### Texto fornecido:
┏━━

Por The New York Times
7 nov 2010, 14h14

A grande mesquita de Córdoba teve início com os califas muçulmanos no século 8. Seus frondosos pilares e arcos listrados em vermelho e branco tinham a intenção de transmitir uma ideia sobre o senso do infinito. Quando os cristãos retomaram a Espanha no século 13, a mesquita tornou-se catedral.

Hoje em dia, há placas por toda a cidade da Andaluzia indicando o caminho até o monumento, tombado como Patrimônio Mundial da UNESCO, chamado de “mesquita-catedral” de Córdoba. Mas a terminologia está agora em discussão. No mês passado, um bispo de Córdoba deu início a uma campanha para que a cidade parasse de se referir ao monumento como mesquita, com o intuito de não “confundir” os visitantes.

Até agora, o assunto é tido como um simples erro de semântica para o prefeito, que já avisou que não vai alterar as placas pela cidade. Mas a discussão vai além da troca ou não delas. O assunto gira em torno do último capítulo que compõe a riquíssima história do símbolo mais emblemático entre as relações entre cristãos e muçulmanos na Europa – e um conflito sobre o legado da península de “Al Andalus”, quando parte da Espanha, sob o domínio de forças islâmicas, era um local de convivência bastante complexa entre cristãos, judeus e muçulmanos.

A discussão ganha ainda mais peso com a visita do papa Bento 16 – ele chegou no sábado (06) – à Espanha, que ele identificou como mais uma batalha a ser vencida para fortalecer a fé cristã no continente europeu, onde o islamismo tem se espalhado e crescido rapidamente. A polêmica em Córdoba começou em meados do outubro, quando o bispo Demetrio Fernandez publicou um artigo opinativo no ABC, jornal diário espanhol de centro-direita. “Não há problema algum em dizer que os califas muçulmanos construíram este tempo de adoração a Deus”, escreveu o bispo. “Mas é completamente inadequado chamá-la de mesquita hoje em dia porque o lugar já não é uma mesquita há séculos, e se referir ao local dessa forma pode confundir as pessoas.”

┗━━

### Dados:
┏━━

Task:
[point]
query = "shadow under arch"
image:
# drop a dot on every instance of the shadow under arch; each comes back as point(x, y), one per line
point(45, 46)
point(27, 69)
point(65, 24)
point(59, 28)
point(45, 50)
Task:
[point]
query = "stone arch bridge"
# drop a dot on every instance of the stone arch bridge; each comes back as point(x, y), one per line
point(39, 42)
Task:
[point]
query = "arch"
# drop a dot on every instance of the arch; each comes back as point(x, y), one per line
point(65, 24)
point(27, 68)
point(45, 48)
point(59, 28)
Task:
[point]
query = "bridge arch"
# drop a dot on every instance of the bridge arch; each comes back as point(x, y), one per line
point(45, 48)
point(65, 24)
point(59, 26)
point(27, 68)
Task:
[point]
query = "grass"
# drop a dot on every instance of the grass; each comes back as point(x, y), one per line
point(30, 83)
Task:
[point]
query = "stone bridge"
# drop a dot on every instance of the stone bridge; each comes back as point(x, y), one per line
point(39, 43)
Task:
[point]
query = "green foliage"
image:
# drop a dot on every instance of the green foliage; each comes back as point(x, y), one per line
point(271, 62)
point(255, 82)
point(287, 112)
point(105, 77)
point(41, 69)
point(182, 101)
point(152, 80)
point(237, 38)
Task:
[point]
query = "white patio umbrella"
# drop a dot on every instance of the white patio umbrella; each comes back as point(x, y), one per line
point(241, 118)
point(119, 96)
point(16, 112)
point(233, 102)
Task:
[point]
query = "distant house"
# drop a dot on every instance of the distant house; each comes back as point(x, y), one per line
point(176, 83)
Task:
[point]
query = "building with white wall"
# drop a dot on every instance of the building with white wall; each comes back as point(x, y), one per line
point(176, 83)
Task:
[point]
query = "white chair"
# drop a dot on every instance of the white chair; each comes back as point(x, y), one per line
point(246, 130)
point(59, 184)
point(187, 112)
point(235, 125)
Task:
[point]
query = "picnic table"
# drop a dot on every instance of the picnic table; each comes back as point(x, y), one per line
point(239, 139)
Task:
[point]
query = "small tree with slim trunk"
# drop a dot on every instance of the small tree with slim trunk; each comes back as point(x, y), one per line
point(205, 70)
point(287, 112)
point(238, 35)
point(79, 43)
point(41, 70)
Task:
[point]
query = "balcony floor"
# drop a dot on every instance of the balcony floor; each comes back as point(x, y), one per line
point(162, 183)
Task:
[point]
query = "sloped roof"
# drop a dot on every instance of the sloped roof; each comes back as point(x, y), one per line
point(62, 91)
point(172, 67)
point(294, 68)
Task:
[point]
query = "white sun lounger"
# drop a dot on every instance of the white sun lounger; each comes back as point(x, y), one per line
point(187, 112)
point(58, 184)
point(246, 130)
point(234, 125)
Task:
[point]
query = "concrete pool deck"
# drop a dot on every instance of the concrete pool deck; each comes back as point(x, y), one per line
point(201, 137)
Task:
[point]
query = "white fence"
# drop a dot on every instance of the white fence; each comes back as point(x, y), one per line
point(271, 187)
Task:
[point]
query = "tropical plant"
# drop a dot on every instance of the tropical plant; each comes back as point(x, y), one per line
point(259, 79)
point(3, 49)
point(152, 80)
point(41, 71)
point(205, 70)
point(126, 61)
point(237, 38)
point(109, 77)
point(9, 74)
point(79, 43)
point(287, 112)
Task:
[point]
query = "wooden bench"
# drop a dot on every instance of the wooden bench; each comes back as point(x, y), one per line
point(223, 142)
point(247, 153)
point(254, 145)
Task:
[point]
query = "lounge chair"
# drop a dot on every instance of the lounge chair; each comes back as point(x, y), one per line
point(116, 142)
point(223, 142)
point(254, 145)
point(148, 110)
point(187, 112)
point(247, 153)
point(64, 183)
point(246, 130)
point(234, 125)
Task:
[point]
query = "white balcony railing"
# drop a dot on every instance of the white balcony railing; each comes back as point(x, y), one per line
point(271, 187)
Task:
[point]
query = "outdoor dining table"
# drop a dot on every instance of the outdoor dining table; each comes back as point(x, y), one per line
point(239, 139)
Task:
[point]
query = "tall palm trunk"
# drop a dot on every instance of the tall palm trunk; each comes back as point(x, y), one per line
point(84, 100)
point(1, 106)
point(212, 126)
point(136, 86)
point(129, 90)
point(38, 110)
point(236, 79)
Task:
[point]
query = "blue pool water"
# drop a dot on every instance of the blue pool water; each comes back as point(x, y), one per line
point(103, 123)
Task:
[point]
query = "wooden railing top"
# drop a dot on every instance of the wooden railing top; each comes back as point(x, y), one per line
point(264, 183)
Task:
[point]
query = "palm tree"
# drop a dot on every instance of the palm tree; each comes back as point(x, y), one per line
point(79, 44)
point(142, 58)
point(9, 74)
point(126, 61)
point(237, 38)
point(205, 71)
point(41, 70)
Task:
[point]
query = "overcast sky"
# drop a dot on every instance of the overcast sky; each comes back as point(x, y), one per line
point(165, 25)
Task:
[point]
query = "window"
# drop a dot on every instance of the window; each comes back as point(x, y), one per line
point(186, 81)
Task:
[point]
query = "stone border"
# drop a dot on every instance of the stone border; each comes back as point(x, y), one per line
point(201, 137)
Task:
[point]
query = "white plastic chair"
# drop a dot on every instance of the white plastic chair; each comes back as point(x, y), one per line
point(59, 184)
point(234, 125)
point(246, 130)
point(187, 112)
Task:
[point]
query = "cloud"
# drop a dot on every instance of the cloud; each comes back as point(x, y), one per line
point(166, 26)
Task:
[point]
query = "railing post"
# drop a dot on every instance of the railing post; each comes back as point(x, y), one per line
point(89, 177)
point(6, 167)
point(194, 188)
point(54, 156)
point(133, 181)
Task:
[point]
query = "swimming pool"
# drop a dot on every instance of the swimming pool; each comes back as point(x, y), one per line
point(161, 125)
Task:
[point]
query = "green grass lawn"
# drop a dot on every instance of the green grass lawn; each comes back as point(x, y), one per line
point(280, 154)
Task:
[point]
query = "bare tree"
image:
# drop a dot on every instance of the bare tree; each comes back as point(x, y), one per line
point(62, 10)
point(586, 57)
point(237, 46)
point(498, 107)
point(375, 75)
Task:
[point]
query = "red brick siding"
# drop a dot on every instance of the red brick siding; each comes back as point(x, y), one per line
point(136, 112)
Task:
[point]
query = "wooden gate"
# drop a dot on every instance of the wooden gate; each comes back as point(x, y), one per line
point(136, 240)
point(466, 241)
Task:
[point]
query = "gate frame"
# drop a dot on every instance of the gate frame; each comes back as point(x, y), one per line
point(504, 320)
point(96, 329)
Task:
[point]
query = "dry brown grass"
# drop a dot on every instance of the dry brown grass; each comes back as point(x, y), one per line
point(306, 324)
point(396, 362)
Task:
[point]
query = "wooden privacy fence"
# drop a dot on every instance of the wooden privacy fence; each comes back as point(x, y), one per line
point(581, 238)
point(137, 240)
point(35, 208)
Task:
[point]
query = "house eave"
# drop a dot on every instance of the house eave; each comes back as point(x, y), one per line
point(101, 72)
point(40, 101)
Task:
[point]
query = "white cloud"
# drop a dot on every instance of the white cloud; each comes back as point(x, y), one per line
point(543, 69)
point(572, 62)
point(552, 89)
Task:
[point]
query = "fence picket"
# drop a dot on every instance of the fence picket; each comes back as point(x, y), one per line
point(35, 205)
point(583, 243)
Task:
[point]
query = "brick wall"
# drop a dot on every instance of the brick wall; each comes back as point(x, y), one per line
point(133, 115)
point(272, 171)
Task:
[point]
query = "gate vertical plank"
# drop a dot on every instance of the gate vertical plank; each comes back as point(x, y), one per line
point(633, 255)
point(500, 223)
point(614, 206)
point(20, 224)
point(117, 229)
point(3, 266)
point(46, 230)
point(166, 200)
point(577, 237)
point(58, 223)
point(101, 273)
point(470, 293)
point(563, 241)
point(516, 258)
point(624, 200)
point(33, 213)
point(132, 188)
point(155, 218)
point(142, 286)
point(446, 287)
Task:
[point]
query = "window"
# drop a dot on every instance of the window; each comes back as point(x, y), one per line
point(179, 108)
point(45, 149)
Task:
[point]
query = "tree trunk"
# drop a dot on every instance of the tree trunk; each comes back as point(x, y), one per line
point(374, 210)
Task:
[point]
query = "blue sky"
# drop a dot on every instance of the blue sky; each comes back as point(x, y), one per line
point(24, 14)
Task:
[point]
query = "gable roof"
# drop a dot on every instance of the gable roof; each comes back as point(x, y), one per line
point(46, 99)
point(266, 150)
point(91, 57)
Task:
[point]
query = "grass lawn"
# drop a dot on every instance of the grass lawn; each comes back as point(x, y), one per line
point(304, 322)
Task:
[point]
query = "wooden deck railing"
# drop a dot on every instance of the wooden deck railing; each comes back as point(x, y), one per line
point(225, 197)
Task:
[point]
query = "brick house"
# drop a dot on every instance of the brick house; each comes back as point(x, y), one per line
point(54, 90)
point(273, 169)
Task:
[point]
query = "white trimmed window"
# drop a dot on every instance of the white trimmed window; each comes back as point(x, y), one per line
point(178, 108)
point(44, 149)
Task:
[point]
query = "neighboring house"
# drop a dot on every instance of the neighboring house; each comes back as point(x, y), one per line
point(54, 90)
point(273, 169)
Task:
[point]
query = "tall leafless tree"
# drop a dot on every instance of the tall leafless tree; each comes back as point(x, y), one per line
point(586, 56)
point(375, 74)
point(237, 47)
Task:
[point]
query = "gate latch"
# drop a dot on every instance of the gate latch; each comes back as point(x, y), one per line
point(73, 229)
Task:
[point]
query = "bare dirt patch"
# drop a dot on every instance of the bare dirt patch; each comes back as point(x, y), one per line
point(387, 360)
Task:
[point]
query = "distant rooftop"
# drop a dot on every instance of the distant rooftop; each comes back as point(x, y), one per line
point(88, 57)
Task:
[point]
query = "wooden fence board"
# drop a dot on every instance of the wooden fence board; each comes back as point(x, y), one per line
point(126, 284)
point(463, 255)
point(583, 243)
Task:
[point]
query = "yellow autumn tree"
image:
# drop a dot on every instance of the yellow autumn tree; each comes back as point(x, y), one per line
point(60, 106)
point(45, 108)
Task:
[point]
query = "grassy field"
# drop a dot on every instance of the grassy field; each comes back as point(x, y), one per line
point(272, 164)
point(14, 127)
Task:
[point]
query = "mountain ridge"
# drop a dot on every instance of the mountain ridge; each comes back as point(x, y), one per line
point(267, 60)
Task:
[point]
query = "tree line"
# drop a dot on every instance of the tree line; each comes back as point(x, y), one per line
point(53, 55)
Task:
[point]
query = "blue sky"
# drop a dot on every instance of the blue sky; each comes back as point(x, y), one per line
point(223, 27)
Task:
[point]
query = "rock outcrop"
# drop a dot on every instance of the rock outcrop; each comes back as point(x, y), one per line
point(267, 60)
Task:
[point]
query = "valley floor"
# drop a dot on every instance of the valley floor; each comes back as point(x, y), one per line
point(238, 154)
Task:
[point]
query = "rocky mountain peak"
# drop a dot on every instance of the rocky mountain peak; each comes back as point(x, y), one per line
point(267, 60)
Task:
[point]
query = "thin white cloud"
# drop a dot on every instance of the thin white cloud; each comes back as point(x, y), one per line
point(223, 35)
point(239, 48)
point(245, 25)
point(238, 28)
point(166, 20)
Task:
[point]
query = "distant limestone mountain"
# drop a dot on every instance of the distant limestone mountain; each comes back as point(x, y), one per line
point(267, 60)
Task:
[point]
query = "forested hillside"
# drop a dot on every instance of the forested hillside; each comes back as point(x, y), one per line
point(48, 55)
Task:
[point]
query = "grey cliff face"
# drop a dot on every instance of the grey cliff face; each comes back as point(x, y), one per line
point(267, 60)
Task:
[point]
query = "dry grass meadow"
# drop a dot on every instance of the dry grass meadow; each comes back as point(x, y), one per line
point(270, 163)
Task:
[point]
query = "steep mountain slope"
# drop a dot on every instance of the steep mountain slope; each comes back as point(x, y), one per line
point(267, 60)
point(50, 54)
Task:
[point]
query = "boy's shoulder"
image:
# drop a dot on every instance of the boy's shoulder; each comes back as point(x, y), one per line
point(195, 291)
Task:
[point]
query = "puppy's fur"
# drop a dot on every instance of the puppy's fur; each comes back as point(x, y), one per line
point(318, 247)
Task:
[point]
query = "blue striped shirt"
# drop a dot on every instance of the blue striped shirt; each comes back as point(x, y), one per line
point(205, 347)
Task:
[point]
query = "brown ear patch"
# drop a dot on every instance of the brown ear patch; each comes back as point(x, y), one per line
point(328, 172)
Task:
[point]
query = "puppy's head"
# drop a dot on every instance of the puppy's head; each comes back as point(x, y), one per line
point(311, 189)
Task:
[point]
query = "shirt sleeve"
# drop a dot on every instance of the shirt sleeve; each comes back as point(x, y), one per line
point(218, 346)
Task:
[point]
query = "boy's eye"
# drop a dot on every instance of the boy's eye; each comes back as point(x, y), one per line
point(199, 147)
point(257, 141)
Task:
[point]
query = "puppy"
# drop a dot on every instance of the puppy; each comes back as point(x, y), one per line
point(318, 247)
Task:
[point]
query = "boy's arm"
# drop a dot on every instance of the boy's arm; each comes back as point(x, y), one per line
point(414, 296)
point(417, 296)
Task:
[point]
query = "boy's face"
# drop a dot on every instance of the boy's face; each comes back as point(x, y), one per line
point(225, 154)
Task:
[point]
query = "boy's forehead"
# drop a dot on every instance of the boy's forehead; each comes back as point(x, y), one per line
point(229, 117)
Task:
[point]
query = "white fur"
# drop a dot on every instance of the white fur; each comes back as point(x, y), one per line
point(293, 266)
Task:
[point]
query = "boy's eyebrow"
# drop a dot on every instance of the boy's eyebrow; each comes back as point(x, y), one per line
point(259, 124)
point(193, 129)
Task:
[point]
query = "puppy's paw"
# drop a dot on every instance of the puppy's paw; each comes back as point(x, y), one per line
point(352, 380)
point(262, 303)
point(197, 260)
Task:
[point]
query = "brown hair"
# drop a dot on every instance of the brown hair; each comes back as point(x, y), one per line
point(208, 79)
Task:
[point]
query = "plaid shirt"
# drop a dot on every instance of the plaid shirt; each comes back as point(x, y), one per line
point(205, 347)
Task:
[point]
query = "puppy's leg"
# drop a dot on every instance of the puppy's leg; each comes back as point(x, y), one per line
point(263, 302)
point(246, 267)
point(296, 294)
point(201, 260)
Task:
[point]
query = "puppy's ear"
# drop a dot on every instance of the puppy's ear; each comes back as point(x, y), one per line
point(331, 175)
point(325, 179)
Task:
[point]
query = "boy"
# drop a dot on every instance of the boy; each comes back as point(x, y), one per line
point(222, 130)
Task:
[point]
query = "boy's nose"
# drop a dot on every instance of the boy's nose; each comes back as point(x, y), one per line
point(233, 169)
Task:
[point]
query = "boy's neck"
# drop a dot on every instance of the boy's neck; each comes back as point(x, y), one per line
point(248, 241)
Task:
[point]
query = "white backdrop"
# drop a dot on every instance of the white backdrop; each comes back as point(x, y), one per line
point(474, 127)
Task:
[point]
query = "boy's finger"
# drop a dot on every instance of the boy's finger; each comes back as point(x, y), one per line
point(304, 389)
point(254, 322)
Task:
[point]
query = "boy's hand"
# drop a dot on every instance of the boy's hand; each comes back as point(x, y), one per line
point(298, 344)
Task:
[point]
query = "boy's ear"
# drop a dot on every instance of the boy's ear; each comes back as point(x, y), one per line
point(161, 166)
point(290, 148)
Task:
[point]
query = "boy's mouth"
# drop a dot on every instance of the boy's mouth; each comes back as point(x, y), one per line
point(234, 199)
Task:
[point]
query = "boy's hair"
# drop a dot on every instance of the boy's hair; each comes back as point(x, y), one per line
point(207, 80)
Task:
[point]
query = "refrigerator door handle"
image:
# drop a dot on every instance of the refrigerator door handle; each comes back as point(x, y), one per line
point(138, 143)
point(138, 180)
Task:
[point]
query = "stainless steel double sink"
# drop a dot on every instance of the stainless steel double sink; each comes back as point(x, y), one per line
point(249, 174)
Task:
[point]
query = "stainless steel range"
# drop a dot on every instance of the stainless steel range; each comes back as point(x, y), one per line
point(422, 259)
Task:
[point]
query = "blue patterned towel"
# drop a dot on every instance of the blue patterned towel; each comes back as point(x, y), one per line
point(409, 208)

┗━━

### Instrução 1:
Responda com base no texto sobre a mesquita de Córdoba:
(a) Em que século os cristãos retomaram a Espanha?
(b) Qual é o nome do bispo que começou a campanha?
(c) Em que jornal o bispo publicou seu artigo?
### Instrução 2:
Reproduza, sem mudar nada, o trecho do texto sobre a mesquita de Córdoba que começa com "A grande mesquita" e segue até "mesquita tornou-se catedral.".
Não é preciso usar os dados.

### Solução 1:
(a) No século 13.
(b) Demetrio Fernandez.
(c) No ABC, jornal diário espanhol de centro-direita.

### Solução 2:
A grande mesquita de Córdoba teve início com os califas muçulmanos no século 8. Seus frondosos pilares e arcos listrados em vermelho e branco tinham a intenção de transmitir uma ideia sobre o senso do infinito. Quando os cristãos retomaram a Espanha no século 13, a mesquita tornou-se catedral.